▶ [PROVIDED ENTRIES]:
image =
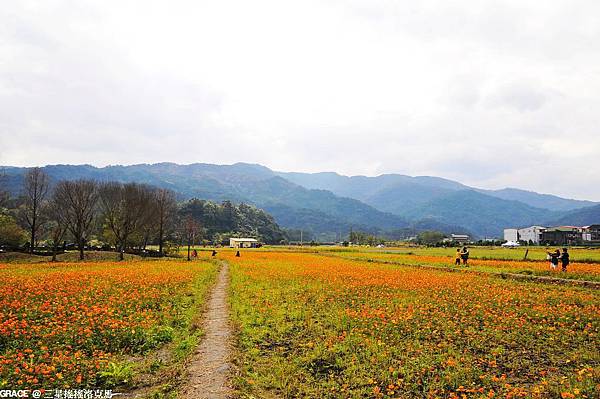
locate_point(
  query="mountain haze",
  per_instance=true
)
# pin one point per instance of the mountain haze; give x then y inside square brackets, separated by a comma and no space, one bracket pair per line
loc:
[329,205]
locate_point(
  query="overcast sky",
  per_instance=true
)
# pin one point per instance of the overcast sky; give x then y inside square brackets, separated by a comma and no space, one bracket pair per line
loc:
[490,93]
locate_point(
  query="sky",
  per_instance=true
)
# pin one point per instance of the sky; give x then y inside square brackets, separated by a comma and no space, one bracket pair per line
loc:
[490,93]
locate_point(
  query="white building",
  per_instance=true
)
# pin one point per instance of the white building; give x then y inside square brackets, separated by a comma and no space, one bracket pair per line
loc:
[533,234]
[243,243]
[527,234]
[511,235]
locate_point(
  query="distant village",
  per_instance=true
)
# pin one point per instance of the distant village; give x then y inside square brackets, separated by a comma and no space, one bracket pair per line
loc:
[560,235]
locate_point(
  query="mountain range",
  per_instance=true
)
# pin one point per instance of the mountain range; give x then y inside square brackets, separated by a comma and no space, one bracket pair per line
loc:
[328,204]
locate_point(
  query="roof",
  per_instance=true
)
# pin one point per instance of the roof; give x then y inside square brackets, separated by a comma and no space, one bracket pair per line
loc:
[563,228]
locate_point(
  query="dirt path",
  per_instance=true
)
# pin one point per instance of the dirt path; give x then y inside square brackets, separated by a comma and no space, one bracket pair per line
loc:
[210,365]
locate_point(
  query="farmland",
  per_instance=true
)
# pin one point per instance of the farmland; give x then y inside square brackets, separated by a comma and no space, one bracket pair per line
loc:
[321,326]
[314,322]
[82,324]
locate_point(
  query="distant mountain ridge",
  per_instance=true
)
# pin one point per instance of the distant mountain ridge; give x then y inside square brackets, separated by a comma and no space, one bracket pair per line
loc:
[329,204]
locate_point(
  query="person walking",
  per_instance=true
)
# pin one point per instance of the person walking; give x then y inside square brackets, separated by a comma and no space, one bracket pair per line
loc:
[554,256]
[465,256]
[458,257]
[564,259]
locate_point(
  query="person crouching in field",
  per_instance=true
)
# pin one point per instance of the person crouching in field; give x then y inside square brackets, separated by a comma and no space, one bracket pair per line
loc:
[564,259]
[553,257]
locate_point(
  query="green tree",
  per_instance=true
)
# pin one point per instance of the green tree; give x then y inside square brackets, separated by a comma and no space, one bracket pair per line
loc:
[11,234]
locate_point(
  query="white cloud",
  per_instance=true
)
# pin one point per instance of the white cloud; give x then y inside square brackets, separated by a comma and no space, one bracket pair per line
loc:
[492,93]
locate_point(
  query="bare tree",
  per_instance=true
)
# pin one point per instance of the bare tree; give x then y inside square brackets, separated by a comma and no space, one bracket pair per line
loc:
[190,229]
[35,190]
[4,194]
[166,208]
[58,224]
[78,200]
[126,209]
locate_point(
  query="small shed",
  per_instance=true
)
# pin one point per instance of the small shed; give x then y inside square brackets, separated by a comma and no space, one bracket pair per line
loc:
[243,243]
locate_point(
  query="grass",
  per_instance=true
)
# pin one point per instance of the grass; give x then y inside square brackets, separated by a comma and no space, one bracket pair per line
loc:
[326,327]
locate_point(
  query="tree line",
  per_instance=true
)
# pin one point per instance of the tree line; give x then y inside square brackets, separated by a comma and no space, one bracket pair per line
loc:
[123,216]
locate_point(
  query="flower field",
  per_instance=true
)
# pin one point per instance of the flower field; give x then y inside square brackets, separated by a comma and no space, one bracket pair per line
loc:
[328,327]
[576,270]
[62,325]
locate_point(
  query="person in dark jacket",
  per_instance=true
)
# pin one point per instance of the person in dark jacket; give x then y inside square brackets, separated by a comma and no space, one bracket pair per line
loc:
[554,257]
[564,259]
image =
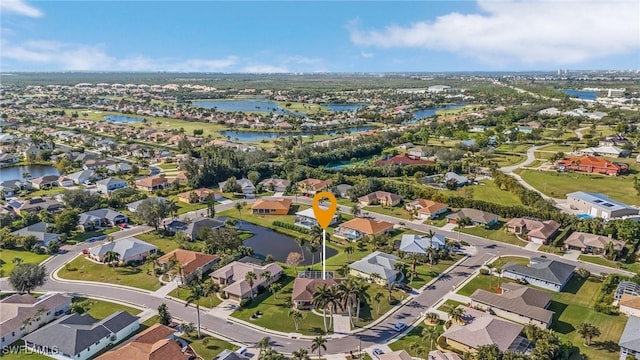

▶ [STATED PROBLEM]: Which lines of the items above contain the string "grass"? Show each such line, counting a match only when the case is the same.

▶ [COMPLETE OUTPUT]:
  query="grass",
# pin one point per instance of the grass; give x then y inside square brackets, separated by a comma and no space, one bracket pair per line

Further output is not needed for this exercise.